→ **Problem statement**
List each line in the material below that contains the string "face", treating uppercase and lowercase letters as different.
---+---
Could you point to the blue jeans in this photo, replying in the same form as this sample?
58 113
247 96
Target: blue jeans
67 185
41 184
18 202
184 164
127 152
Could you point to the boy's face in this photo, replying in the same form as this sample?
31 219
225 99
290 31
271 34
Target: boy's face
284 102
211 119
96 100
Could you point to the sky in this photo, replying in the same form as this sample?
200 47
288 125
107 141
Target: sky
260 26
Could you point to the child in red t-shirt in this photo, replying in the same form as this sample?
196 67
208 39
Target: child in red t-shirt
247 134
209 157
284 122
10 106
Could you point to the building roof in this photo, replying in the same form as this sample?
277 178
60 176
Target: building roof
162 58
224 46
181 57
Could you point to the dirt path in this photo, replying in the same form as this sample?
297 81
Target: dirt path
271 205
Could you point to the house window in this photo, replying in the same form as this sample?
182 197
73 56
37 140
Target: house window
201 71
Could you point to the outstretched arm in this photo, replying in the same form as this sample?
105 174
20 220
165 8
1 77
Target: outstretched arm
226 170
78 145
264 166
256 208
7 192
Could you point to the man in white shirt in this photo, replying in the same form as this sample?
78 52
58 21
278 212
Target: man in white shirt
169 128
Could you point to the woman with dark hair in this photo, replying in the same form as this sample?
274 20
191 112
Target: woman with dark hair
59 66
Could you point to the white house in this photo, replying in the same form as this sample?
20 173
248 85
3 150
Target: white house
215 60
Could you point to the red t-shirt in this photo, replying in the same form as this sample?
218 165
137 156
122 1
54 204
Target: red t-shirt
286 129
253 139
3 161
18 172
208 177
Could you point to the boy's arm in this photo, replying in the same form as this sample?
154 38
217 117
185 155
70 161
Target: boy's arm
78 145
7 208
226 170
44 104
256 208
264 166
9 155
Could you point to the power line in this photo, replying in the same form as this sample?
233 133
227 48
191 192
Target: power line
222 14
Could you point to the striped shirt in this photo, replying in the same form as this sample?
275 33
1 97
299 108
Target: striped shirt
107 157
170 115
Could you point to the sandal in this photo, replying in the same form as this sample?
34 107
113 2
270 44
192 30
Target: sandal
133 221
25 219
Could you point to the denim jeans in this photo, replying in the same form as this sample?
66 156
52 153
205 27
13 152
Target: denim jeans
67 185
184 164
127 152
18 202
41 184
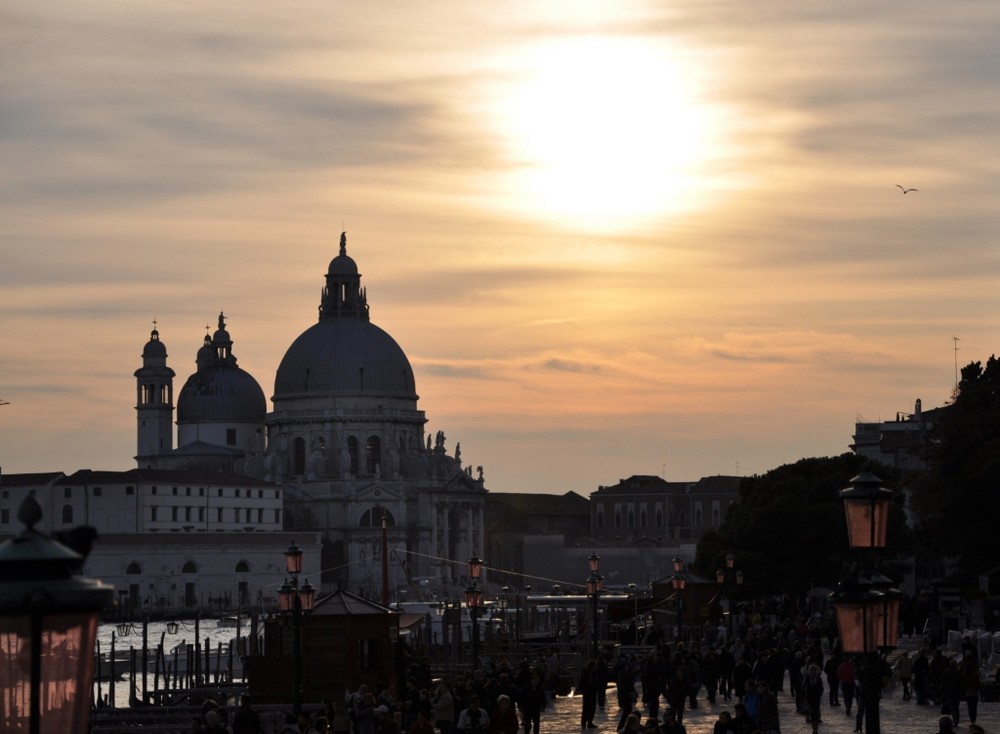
---+---
→ **Solution for this problem**
Could you point to the boy's face in this photo, replying in the same form as this sample?
Target: boy's face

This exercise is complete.